* _Work request A_
Condense the book review's paragraph beginning "I usually like John Grisham's books" into a short bulleted list that keeps its main points.
* _Work request B_
Reproduce the book review verbatim, starting with "I usually like" and going on through "star out of 5.".

* _Text block_
I usually like John Grisham’s books, but The Confession is one that didn’t even come close to being entertaining. The characters were irritating, many of the plot points and “twists” were ridiculous, the preaching was tiresome, and the story went on far too long. Because of these deficiencies (and more) I give the book 1 star out of 5.

3 Responses to “The Confession by John Grisham”

  1. I agree wholeheartedly with several of your points — especially the one about Boyette. I saw that one coming after he escaped the hospital and left his cane. How could one not? It was such an amateurish way of setting-up the twist. And I immediately felt so disappointed and said to myself, “No f-ing way. I just read 400 pages to have it end with a ridiculously unbelievable turn?” As you said, why would Boyette confess if he wasn’t terminal? With this unnecessary twist, Grisham completely dissolved any glue that may have held-together the limp plot in the first place.

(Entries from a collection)
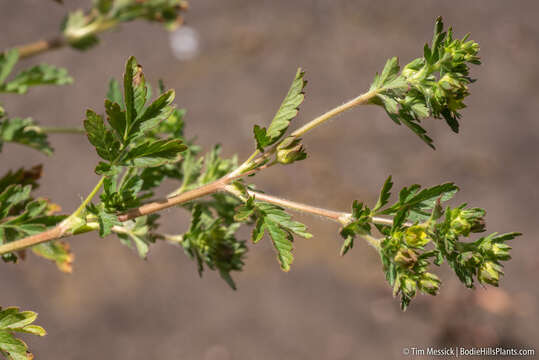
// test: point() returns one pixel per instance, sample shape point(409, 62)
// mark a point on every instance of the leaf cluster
point(434, 85)
point(21, 216)
point(12, 320)
point(81, 28)
point(277, 223)
point(290, 149)
point(41, 74)
point(123, 140)
point(26, 131)
point(211, 240)
point(420, 221)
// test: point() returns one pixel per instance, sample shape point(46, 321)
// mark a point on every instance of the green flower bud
point(287, 156)
point(429, 283)
point(470, 258)
point(290, 150)
point(405, 257)
point(466, 221)
point(501, 251)
point(461, 226)
point(408, 286)
point(416, 236)
point(489, 273)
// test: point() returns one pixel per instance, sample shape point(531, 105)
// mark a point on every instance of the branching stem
point(66, 227)
point(253, 160)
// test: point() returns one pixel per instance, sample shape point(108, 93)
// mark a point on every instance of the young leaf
point(38, 75)
point(24, 132)
point(11, 321)
point(135, 92)
point(385, 193)
point(287, 111)
point(154, 153)
point(114, 93)
point(8, 60)
point(104, 141)
point(279, 226)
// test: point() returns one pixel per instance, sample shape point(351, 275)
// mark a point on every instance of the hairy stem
point(38, 47)
point(159, 205)
point(340, 217)
point(360, 100)
point(86, 201)
point(64, 228)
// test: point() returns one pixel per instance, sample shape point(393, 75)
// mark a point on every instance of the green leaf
point(211, 242)
point(8, 60)
point(25, 132)
point(11, 321)
point(38, 75)
point(287, 111)
point(155, 113)
point(431, 86)
point(278, 224)
point(57, 251)
point(154, 153)
point(114, 93)
point(115, 118)
point(385, 193)
point(104, 141)
point(135, 91)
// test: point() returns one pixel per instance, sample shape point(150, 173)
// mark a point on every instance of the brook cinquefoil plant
point(141, 142)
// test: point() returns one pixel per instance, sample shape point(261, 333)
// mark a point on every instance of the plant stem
point(340, 217)
point(61, 130)
point(39, 47)
point(86, 201)
point(175, 200)
point(360, 100)
point(64, 228)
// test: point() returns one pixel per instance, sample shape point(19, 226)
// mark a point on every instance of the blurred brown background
point(116, 306)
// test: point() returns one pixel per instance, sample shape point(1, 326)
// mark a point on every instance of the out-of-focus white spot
point(184, 43)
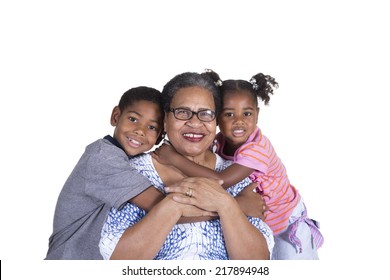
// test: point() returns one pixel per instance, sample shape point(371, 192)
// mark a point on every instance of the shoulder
point(221, 163)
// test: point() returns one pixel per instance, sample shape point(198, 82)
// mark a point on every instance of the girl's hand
point(251, 202)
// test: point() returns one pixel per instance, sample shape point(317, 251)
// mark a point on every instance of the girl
point(241, 140)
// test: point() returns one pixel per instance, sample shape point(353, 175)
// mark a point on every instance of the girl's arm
point(235, 173)
point(142, 241)
point(242, 239)
point(152, 196)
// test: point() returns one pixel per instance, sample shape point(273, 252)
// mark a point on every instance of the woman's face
point(191, 137)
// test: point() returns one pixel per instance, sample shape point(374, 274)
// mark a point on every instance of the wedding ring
point(189, 192)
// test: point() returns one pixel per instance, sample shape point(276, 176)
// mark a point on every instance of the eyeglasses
point(184, 114)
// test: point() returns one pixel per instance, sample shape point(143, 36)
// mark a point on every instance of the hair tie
point(255, 86)
point(218, 83)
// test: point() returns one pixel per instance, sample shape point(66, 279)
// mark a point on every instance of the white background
point(65, 64)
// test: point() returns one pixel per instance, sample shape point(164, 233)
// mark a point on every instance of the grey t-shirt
point(101, 179)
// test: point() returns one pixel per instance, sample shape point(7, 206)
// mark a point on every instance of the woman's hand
point(251, 202)
point(165, 154)
point(188, 210)
point(204, 193)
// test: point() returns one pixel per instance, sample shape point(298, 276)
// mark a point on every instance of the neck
point(207, 159)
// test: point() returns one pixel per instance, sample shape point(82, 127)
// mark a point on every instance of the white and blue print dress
point(200, 240)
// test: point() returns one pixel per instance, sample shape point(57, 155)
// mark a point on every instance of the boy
point(103, 177)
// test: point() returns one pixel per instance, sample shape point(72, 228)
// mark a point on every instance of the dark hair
point(140, 94)
point(260, 85)
point(190, 79)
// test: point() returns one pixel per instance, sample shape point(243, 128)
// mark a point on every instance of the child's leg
point(285, 250)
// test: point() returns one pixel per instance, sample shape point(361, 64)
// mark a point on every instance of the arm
point(152, 196)
point(235, 173)
point(142, 240)
point(243, 240)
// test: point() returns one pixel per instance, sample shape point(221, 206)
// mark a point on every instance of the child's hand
point(164, 154)
point(251, 202)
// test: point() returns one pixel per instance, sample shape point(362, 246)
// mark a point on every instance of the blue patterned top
point(201, 240)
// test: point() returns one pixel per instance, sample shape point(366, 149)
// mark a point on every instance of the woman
point(191, 102)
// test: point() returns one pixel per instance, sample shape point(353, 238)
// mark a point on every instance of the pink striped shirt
point(280, 196)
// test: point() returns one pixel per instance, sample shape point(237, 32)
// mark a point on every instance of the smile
point(134, 143)
point(238, 132)
point(193, 137)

* _Answer area A_
- The reviewer usually likes John Grisham's books, but found The Confession not even close to entertaining.
- The characters were irritating.
- Many plot points and "twists" were ridiculous.
- The preaching was tiresome.
- The story went on far too long.
- Because of these deficiencies and more, the book gets 1 star out of 5.

* _Answer area B_
I usually like John Grisham’s books, but The Confession is one that didn’t even come close to being entertaining. The characters were irritating, many of the plot points and “twists” were ridiculous, the preaching was tiresome, and the story went on far too long. Because of these deficiencies (and more) I give the book 1 star out of 5.